** Opening RECORD EXCERPTS block **

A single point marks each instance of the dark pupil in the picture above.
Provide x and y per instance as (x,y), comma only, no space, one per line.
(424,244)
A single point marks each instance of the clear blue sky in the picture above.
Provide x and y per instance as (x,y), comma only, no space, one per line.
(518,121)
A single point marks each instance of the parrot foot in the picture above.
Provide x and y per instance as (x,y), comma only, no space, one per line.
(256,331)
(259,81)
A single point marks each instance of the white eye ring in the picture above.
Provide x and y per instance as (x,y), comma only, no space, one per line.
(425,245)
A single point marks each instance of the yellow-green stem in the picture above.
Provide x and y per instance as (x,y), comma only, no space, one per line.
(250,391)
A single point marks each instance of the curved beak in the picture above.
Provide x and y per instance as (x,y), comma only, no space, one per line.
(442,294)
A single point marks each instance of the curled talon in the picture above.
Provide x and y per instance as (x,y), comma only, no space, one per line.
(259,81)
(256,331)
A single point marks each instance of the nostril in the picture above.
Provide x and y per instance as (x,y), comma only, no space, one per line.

** Closing RECORD EXCERPTS block **

State, as a number only, how many lines in the entries include "above".

8